* _Short task_
Update each of the rows below so that "instance" becomes "occurrence", with nothing else changed. Leave the pictures out of your output.

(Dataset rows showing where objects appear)
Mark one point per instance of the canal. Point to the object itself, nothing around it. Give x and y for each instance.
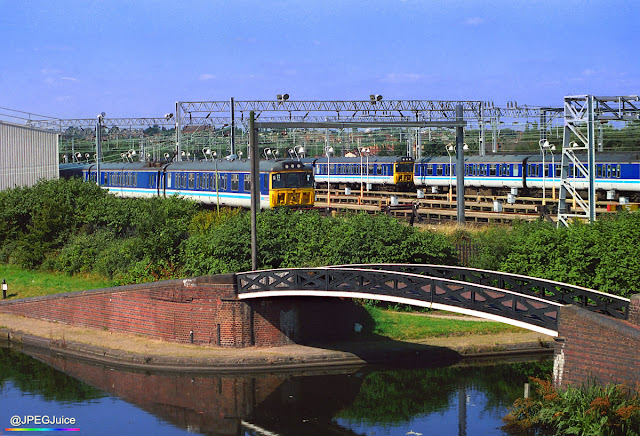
(44, 391)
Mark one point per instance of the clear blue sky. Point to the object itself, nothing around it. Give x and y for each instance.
(76, 58)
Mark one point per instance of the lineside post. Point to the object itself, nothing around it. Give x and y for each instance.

* _Exercise response_
Mark one point per occurrence of the canal. Point to the object itself, nothing around it. Give x and y for each occurrence.
(44, 391)
Mark one point per occurrence of the clear blue sky. Point to the object itself, nothing around it. Give x and y for each occurrence.
(76, 58)
Mark one point per occurrence of the lineside post. Point to the object itself, nothing around it. Give x and y for each occurrence.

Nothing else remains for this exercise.